What you will do :: Repeat each line of the records below exactly.

Dataset entries:
# # # # # # #
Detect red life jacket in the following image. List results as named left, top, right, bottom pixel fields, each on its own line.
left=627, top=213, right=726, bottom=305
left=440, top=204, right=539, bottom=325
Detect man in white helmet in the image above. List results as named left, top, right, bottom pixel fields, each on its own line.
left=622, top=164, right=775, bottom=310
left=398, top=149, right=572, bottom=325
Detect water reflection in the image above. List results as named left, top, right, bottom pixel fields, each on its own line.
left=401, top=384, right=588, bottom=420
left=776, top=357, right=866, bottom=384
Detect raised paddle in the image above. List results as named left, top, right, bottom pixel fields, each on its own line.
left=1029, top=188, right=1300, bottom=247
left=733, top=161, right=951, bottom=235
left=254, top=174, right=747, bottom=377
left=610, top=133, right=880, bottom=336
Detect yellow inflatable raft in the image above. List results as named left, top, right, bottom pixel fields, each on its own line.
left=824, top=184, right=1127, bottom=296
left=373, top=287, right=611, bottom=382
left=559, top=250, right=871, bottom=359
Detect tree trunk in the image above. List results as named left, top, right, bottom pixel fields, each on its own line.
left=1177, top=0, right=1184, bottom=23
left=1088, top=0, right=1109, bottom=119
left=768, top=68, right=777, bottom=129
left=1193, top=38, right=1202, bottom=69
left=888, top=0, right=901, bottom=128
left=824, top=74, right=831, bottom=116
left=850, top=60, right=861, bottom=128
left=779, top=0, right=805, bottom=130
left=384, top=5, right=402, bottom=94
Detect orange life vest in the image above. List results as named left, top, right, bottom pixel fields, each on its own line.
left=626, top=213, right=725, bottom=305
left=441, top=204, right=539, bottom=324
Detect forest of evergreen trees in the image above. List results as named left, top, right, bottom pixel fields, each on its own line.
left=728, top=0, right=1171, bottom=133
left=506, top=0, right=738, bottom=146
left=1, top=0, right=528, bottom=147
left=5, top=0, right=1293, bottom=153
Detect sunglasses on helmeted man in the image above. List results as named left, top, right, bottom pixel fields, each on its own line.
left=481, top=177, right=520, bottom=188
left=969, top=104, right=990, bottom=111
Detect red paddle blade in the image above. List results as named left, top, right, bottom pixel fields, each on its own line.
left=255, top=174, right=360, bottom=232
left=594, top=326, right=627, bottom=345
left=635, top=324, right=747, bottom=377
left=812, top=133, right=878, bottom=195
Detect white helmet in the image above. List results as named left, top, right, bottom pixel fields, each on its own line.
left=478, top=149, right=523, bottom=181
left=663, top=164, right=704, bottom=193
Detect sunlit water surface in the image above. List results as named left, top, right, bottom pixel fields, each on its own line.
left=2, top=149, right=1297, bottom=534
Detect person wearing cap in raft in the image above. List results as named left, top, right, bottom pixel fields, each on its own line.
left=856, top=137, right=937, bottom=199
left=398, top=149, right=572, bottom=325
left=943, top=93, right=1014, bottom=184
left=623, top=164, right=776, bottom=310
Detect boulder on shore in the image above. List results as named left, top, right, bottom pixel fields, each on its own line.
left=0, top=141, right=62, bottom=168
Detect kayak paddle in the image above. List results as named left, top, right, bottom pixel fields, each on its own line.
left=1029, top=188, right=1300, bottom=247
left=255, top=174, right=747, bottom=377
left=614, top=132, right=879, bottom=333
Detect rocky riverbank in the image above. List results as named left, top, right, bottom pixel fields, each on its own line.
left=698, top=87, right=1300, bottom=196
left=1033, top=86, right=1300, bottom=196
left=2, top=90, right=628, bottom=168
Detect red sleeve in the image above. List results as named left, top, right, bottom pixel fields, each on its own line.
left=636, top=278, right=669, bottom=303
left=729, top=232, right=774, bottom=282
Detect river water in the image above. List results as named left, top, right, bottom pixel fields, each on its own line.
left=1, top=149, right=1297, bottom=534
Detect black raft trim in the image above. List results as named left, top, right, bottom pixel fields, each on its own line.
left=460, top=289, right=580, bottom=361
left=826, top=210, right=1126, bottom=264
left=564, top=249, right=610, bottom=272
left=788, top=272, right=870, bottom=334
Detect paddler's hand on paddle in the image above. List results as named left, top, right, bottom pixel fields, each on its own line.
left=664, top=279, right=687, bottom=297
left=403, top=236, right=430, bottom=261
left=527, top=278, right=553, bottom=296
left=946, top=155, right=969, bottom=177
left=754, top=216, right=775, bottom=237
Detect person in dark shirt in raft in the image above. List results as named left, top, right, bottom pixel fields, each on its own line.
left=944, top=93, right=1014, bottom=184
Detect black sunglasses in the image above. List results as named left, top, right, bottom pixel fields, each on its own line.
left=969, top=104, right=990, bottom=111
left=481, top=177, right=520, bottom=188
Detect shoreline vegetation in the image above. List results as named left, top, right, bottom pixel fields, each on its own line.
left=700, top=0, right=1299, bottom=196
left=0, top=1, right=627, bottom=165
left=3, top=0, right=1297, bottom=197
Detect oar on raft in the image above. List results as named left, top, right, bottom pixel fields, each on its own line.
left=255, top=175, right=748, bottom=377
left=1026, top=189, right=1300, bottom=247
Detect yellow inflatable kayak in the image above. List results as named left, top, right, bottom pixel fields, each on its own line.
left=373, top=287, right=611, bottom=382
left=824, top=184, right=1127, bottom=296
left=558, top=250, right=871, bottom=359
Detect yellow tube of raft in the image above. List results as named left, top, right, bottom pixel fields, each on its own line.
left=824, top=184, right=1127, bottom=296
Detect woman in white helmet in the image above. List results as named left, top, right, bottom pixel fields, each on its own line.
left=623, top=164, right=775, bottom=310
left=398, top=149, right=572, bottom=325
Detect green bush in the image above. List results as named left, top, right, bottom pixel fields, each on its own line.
# # # # # # #
Your solution ::
Detect red life jacket in the following image. List results as named left, top, right, bottom pixel fields, each on its own line.
left=627, top=213, right=726, bottom=305
left=440, top=204, right=539, bottom=325
Detect man in white helmet in the image above. List results as named left, top, right, bottom pixel fields, each on its own line.
left=622, top=164, right=775, bottom=310
left=398, top=149, right=572, bottom=325
Detect water reflection in the image above. List results as named left, top, right, bottom pixel fields, each on its own line.
left=401, top=384, right=588, bottom=420
left=776, top=357, right=866, bottom=384
Detect raised paddle in the image above. List results as named left, top, right, bottom pixel fields, each on its own line.
left=1029, top=188, right=1300, bottom=247
left=733, top=161, right=951, bottom=235
left=254, top=174, right=747, bottom=377
left=610, top=133, right=880, bottom=336
Detect yellow inflatable raft in the image above. List results as named left, top, right, bottom pixel fields, each on its own line.
left=824, top=184, right=1127, bottom=296
left=373, top=287, right=611, bottom=382
left=559, top=250, right=871, bottom=359
Detect tree trunk in the image above. List results as named left, top, right, bottom pixel fields, each on its own line.
left=1177, top=0, right=1184, bottom=23
left=1088, top=0, right=1109, bottom=119
left=768, top=68, right=777, bottom=129
left=1193, top=38, right=1202, bottom=69
left=888, top=0, right=901, bottom=128
left=824, top=74, right=831, bottom=116
left=850, top=60, right=861, bottom=128
left=779, top=0, right=805, bottom=130
left=384, top=5, right=402, bottom=94
Detect orange life vest in the image above. List results as named left, top, right, bottom pixel fields, each on its own line.
left=626, top=213, right=725, bottom=305
left=441, top=204, right=539, bottom=324
Detect forest of evergreen trees in the image above. List results as named left, top, right, bottom pixel fields, each on its own line.
left=728, top=0, right=1171, bottom=133
left=506, top=0, right=738, bottom=146
left=1, top=0, right=528, bottom=147
left=5, top=0, right=1293, bottom=153
Detect sunglasses on helmeted man in the image above. List results as named left, top, right, bottom pixel fields, each on its own line.
left=481, top=177, right=520, bottom=188
left=969, top=104, right=990, bottom=111
Detect red paddle blade in the image above. List results as named left, top, right, bottom pixel fields, each on its own line.
left=255, top=174, right=360, bottom=232
left=594, top=326, right=627, bottom=345
left=635, top=324, right=747, bottom=377
left=812, top=133, right=878, bottom=195
Detect white helmet in the image above. List results as named left, top, right, bottom pixel fields, each on its own line.
left=478, top=149, right=523, bottom=181
left=663, top=164, right=704, bottom=193
Detect sunlit water surface in the image above. List results as named left, top, right, bottom pixel fields, each on its own line.
left=2, top=149, right=1297, bottom=534
Detect person wearing cap in raft in the image above. List results as named left, top, right, bottom pixel fields, each on its own line.
left=856, top=137, right=937, bottom=199
left=398, top=149, right=572, bottom=325
left=943, top=93, right=1014, bottom=184
left=623, top=164, right=776, bottom=310
Detect boulder on shore in the image above. List results as named left, top, right, bottom pixel fields, each on its own line.
left=0, top=141, right=62, bottom=168
Detect kayak paddle in the image above. List results as named left, top, right, bottom pixel fields, each on its own line.
left=1029, top=188, right=1300, bottom=247
left=255, top=174, right=747, bottom=377
left=614, top=132, right=879, bottom=333
Detect rocky riverbank in the image above. List results as named left, top, right, bottom pixel fields, each on its own line.
left=698, top=87, right=1300, bottom=196
left=1033, top=86, right=1300, bottom=196
left=2, top=90, right=628, bottom=168
Detect red sleeve in the image above. List results as named left, top, right, bottom pixel fields, each on its own line.
left=636, top=278, right=669, bottom=303
left=729, top=232, right=774, bottom=282
Detect river water in the image above. List results as named left, top, right, bottom pixel fields, each on its own line.
left=1, top=149, right=1297, bottom=534
Detect black raft trim in the image above. List results as named left, top, right, bottom pixel fields, each on its own line.
left=460, top=289, right=580, bottom=361
left=826, top=210, right=1126, bottom=264
left=564, top=249, right=610, bottom=272
left=788, top=272, right=870, bottom=334
Detect paddler's hand on paddle in the image above. List results as named left, top, right, bottom pixel fields, each on its own line.
left=664, top=279, right=687, bottom=297
left=403, top=236, right=430, bottom=261
left=527, top=278, right=553, bottom=296
left=946, top=155, right=969, bottom=177
left=754, top=216, right=775, bottom=237
Detect person in dark shirt in raft in the image above. List results as named left, top, right, bottom pixel fields, each on its own line.
left=944, top=93, right=1014, bottom=184
Detect black sunglasses in the image above. List results as named left, top, right, bottom pixel fields, each on its own line.
left=969, top=104, right=990, bottom=111
left=481, top=177, right=520, bottom=188
Detect shoreline vegetation in the image above. List results as named left, top, right, bottom pixel fields, each on its own line.
left=700, top=0, right=1299, bottom=196
left=0, top=1, right=627, bottom=165
left=3, top=0, right=1297, bottom=197
Detect oar on raft in the image above. List results as named left, top, right, bottom pixel fields, each on its own line.
left=255, top=175, right=748, bottom=377
left=1026, top=189, right=1300, bottom=247
Detect yellow inflatable kayak in the image above. List results as named left, top, right, bottom pixel fields, each on its own line.
left=373, top=287, right=611, bottom=382
left=824, top=184, right=1127, bottom=296
left=558, top=250, right=871, bottom=359
Detect yellow tube of raft in the image above. List results as named left, top, right, bottom pixel fields, each on its own line.
left=824, top=184, right=1127, bottom=296
Detect woman in white helmet in the image above. List results as named left, top, right, bottom pixel fields, each on its own line.
left=623, top=164, right=775, bottom=310
left=398, top=149, right=572, bottom=325
Detect green bush in the image above. List results as named left, top, right, bottom pixel fields, each on its own line.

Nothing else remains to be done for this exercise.